SOURCE DATA:
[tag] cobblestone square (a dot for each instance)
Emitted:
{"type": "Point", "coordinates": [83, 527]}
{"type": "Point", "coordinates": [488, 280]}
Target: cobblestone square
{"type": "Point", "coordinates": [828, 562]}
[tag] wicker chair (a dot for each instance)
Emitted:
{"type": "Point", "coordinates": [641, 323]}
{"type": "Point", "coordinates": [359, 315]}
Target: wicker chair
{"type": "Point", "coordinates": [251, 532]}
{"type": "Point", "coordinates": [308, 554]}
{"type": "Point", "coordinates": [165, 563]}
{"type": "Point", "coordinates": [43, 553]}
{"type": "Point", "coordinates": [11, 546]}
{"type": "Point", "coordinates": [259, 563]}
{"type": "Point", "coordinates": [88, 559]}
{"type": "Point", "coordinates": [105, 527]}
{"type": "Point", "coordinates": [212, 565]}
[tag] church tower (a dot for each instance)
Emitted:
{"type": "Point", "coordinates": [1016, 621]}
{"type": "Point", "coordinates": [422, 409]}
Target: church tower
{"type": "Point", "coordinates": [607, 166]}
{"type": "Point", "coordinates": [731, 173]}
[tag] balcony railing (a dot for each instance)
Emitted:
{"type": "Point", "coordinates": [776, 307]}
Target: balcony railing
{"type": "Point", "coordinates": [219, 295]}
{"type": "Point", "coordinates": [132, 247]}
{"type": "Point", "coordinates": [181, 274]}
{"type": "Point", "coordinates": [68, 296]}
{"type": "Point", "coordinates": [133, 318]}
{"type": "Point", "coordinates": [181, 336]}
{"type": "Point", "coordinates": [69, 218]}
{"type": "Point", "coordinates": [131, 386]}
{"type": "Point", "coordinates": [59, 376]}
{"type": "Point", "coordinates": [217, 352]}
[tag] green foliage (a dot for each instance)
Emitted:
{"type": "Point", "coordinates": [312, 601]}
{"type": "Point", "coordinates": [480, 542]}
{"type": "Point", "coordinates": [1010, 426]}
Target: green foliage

==

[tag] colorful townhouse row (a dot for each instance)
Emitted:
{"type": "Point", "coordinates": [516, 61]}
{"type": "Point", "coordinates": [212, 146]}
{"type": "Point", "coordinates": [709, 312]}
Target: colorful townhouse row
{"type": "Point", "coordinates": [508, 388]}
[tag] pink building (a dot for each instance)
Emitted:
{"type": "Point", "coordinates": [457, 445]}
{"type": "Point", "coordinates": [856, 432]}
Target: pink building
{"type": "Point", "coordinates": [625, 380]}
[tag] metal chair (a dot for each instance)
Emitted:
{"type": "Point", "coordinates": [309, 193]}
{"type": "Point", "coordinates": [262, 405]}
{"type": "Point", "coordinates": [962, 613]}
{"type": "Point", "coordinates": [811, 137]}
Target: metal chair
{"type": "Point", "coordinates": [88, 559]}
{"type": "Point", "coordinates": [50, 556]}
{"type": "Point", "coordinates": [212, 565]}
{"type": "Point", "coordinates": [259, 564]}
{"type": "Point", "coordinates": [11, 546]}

WHAT YOU NEED TO DO: Go through the listing above and list every line that has the word "instance".

PROBLEM SOLUTION:
[tag] cobblestone square (a dot for each instance)
[tag] wicker chair (a dot for each instance)
[tag] church tower (a dot for each instance)
[tag] balcony railing (a dot for each instance)
[tag] green foliage (a dot for each instance)
[tag] colorful townhouse row (a dot for each instance)
[tag] pink building (a dot for each instance)
[tag] metal chair (a dot for each instance)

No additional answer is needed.